##### PASSAGE TO READ #####

Sunday, April 6, 2014

Mexico's Vicente Fox, never short of words on any topic

"There are people who, like fine wine, mature and develop well, constantly learning and doing things better. Then there are people and there are wines which go in the opposite direction." - Vicente Fox

Guadalajara -
Former Mexican National Action Party (PAN) president Vicente Fox, who held office from 2000-2006, was interviewed by a national press source last week and once again used the opportunity to advance his arguments for worldwide drug legalization.

Fox has a plan on who should run narcotics enterprises, too: Mexican drug traffickers.

"Forgiveness is the greatest of human virtues," Fox said in a wide ranging interview. "We should pardon them. Those drug capos are going to change, once the product is regulated. They're going to begin to say to themselves, ' Why am I risking my hide, when I can turn a buck legally, even though, sure, I'll have to pay high taxes.' "

In May 2013 Fox and former Microsoft exec James Shively called a press conference in Seattle, where they announced that they wanted to create America's "first national brand of retail marijuana and open a cannabis trade with Mexico."

"We’re going to mint more millionaires than Microsoft with this business," said Shively, who told reporters he and Fox would offer a proposal for regulating marijuana commerce between the two countries. The men have been friends for many years.

Shively, who is fluent in Spanish, has been a guest speaker at the Vicente Fox Center near the former president's ranch in Guanajuato, where he addressed legalization issues. A regular pot smoker, the former Microsoft strategic planner said last year, "I've fallen in love with the plant."

Fox, who has repeatedly denied having tried cannabis, sees hypocrisy in U.S. marijuana laws. "We all surely know that using drugs is bad. But Steve Jobs did for 10 years, and so did presidents Bill Clinton and Barack Obama."

Fox, who is a virulent critic of the drug war policies of his PAN successor in office, Felipe Calderón (2006-2012), maintains that the billions of dollars being spent on enforcement would be better applied to education and narcotics addiction treatment. His views have attracted few followers in Mexico, however, where heavy majorities are solidly against legalization of marijuana or any other substance.

Fox was also questioned about his relationship with other leading politicians. He admitted that his dealings with Calderón were "very cold, very distant," adding that his successor's policies "left the nation as if it were a narco burying ground, with 80,000 dead - cases which were never investigated."

Fox called Calderón's drug war strategy a "flagrant violation of the human rights of every Mexican citizen."

During the 2012 Mexican presidential campaign Fox turned on his party's candidate, PAN nominee Josefina Vázquez Mota, and in net effect endorsed Institutional Revolutionary Party (PRI) candidate Enrique Peña Nieto. Peña Nieto won the July 1 election with a comfortable majority in a four way race, while Vázquez Mota ended up in a distant third place. Later that year Fox was forced out of the National Action Party, although he insists that he quit. There were rumors he would be rewarded by PRI with an ambassadorship or other high post in the new government, but they never materialized.

#####

• WORK TO COMPLETE
(a) In the article about Vicente Fox, quote the passage starting at "Fox called Calderón's" and ending at "they never materialized.".
(b) Translate this sentence from the article about Vicente Fox into Spanish: Fox called Calderón's drug war strategy a "flagrant violation of the human rights of every Mexican citizen."

##### EXCERPTED DATA #####

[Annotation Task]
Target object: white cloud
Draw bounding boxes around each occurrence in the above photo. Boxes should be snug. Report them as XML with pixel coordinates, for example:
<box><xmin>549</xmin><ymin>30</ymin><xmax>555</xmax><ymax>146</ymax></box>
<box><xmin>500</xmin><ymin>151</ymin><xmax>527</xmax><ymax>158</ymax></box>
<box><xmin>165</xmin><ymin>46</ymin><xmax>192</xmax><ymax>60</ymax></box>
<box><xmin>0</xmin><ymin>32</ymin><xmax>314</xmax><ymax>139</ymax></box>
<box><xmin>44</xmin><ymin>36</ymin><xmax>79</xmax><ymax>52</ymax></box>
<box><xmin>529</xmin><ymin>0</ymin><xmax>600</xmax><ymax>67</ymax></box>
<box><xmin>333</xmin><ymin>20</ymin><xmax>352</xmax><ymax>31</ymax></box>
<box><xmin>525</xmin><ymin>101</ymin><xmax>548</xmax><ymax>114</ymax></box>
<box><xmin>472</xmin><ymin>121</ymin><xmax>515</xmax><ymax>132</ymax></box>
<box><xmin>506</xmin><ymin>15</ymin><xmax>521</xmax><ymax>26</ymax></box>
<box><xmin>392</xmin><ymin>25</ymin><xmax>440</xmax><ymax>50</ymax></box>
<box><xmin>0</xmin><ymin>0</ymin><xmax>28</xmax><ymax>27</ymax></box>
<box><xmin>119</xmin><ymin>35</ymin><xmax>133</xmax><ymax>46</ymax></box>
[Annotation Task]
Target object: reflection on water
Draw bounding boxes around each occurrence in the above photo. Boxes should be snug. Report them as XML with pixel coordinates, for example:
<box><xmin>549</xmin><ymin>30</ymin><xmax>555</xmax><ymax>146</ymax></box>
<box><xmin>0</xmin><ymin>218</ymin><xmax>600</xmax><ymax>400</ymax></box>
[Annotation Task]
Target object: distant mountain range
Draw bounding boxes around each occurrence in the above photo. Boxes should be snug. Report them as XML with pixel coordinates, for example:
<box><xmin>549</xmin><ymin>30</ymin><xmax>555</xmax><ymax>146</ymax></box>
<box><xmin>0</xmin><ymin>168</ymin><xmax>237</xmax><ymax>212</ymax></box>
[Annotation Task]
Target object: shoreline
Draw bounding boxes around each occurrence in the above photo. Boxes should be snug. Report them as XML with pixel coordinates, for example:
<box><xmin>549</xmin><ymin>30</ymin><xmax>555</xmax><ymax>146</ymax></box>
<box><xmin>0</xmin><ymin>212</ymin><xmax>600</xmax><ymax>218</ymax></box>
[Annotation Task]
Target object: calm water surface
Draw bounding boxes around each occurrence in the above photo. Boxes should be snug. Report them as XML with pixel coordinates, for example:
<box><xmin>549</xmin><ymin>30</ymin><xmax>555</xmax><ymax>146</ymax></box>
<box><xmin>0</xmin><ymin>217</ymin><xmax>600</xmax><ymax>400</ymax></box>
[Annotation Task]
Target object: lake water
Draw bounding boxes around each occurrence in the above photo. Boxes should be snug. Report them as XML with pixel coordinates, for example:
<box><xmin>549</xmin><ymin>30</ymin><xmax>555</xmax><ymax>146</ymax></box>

#####

• RESPONSES
(a)
Fox called Calderón's drug war strategy a "flagrant violation of the human rights of every Mexican citizen."

During the 2012 Mexican presidential campaign Fox turned on his party's candidate, PAN nominee Josefina Vázquez Mota, and in net effect endorsed Institutional Revolutionary Party (PRI) candidate Enrique Peña Nieto. Peña Nieto won the July 1 election with a comfortable majority in a four way race, while Vázquez Mota ended up in a distant third place. Later that year Fox was forced out of the National Action Party, although he insists that he quit. There were rumors he would be rewarded by PRI with an ambassadorship or other high post in the new government, but they never materialized.

(b) Fox calificó la estrategia de guerra contra las drogas de Calderón como una "flagrante violación de los derechos humanos de todo ciudadano mexicano".